** BEGIN Supplied records **

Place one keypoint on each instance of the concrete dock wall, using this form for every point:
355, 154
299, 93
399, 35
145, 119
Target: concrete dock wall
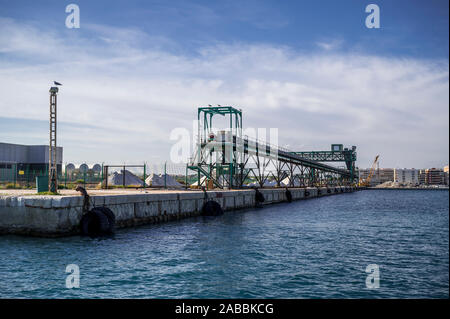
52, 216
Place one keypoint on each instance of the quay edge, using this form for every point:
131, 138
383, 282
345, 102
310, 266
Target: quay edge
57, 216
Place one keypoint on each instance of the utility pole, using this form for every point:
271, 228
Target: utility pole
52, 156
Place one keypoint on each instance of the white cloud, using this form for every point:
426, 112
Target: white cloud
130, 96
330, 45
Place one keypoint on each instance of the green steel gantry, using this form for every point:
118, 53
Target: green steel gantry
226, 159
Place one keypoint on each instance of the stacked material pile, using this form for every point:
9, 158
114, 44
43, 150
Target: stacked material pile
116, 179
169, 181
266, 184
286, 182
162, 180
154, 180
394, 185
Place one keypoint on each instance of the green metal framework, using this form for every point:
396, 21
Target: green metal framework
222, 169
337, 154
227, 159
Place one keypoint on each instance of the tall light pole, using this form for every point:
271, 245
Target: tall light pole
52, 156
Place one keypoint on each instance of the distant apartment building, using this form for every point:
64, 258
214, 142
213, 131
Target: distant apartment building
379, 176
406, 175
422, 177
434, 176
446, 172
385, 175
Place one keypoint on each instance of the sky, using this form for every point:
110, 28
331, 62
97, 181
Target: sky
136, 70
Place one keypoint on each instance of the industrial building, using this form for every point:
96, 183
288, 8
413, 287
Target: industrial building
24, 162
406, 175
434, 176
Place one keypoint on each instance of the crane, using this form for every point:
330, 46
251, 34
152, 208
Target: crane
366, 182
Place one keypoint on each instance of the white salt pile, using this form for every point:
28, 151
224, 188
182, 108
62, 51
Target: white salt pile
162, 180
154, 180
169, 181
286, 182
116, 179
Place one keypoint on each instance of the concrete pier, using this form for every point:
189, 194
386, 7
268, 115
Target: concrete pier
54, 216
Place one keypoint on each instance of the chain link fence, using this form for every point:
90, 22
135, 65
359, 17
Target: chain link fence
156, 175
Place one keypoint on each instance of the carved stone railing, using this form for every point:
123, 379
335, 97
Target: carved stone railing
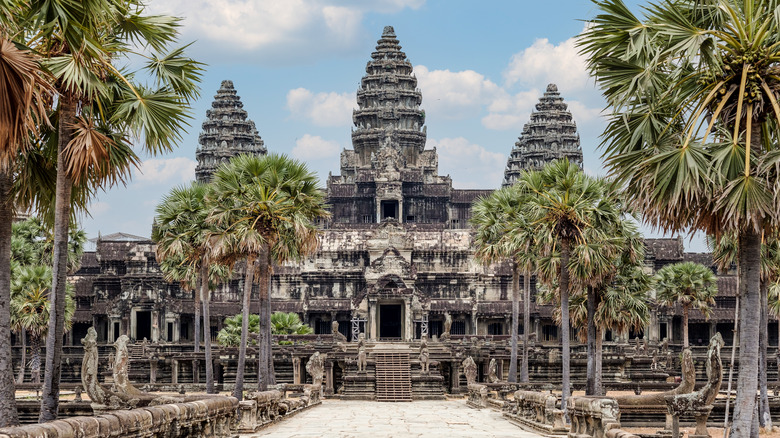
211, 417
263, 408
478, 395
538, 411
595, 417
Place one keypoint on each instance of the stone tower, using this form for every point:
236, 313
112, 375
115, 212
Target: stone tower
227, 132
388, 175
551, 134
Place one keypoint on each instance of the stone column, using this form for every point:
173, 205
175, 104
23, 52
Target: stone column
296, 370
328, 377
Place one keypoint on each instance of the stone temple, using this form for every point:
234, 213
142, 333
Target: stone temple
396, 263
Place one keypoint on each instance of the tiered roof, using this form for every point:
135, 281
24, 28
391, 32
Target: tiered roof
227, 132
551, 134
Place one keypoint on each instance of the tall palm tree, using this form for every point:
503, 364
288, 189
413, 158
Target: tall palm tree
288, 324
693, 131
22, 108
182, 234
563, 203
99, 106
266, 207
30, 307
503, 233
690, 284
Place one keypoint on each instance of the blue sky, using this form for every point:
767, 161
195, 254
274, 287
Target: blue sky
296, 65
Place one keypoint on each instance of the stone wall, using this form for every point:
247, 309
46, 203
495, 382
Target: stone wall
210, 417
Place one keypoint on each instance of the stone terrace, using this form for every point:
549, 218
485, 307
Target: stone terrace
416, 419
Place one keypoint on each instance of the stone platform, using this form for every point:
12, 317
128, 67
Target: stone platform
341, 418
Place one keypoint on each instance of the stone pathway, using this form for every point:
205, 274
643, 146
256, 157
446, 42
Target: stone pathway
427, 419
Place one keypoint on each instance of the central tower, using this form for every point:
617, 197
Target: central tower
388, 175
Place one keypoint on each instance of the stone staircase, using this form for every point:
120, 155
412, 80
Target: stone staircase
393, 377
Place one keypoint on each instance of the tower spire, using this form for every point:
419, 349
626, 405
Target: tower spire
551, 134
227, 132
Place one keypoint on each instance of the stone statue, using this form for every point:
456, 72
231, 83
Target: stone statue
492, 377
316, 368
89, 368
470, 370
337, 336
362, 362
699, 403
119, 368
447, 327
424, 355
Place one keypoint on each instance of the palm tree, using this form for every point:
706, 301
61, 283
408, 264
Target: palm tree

** END Supplied records **
** BEGIN Supplied records **

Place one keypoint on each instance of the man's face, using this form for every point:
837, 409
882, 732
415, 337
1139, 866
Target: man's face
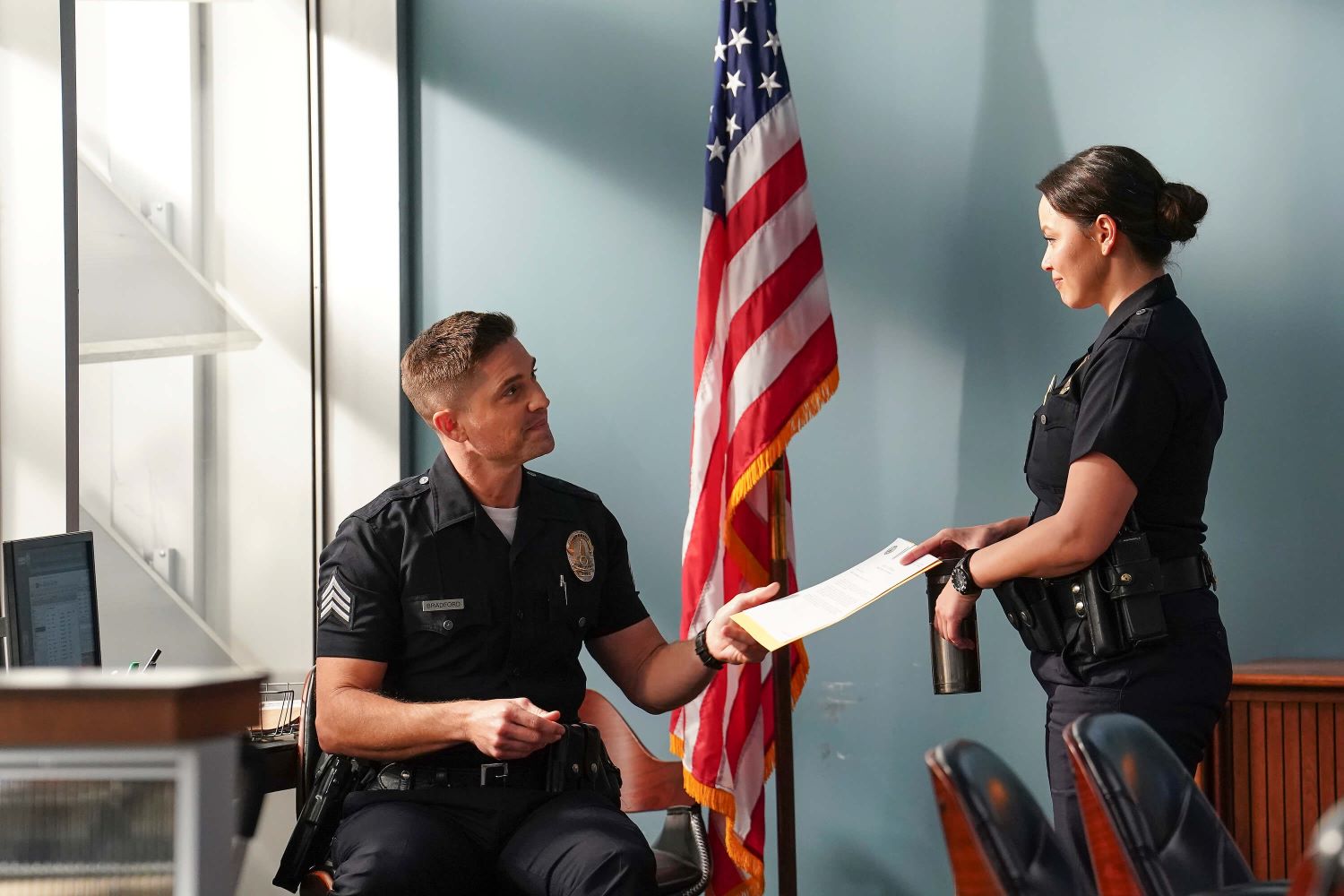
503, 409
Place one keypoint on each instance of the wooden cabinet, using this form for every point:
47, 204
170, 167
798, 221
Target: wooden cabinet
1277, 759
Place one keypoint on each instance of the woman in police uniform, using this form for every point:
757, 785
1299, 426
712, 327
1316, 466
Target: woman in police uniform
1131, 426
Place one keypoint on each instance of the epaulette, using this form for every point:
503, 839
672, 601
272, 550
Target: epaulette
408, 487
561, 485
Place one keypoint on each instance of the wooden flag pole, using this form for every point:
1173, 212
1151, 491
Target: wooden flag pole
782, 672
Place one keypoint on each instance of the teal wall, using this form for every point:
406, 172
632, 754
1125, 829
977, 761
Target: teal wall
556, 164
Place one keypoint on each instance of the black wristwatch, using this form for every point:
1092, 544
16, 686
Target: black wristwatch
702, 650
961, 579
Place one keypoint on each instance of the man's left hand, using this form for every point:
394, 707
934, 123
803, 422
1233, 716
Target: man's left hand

** END Supplied records **

Your task: Rewrite the records starting at the line that contains "Place one keypoint on each instance of the stone wall, using" and ending at the line that contains "Target: palm tree", switching "keypoint" to "marker" and leaving everything else unchanged.

Finished task:
Place one marker on each instance of the stone wall, using this form for every point:
247, 309
46, 203
495, 382
Target: stone wall
210, 417
Place one marker on each instance of the stone terrace, using this form for every point:
549, 218
485, 307
Target: stone terrace
416, 419
Place one marker on each instance of the stone platform, using this form for every point:
12, 317
128, 67
Target: stone platform
341, 418
Place one marker on each instance of the stone pathway, using this form for every point:
205, 274
643, 146
256, 157
446, 42
Target: stone pathway
427, 419
Place one marker on each instance of the central tower, using this form for every point:
617, 197
Target: central tower
388, 175
Place one marker on each instance of the stone staircase, using this form for every point:
120, 155
412, 80
Target: stone staircase
393, 377
Place one marker on each instance of the tower spire, using this form for every point:
419, 349
626, 405
Target: tower spire
551, 134
227, 132
Place one marker on each instance of the stone statue, using this form for every point:
456, 72
231, 83
Target: stone statue
492, 377
316, 368
89, 368
470, 370
337, 336
362, 362
699, 403
119, 368
447, 327
424, 355
Place one marker on each instance of the palm tree, using this form for every point:
706, 301
61, 283
408, 264
Target: palm tree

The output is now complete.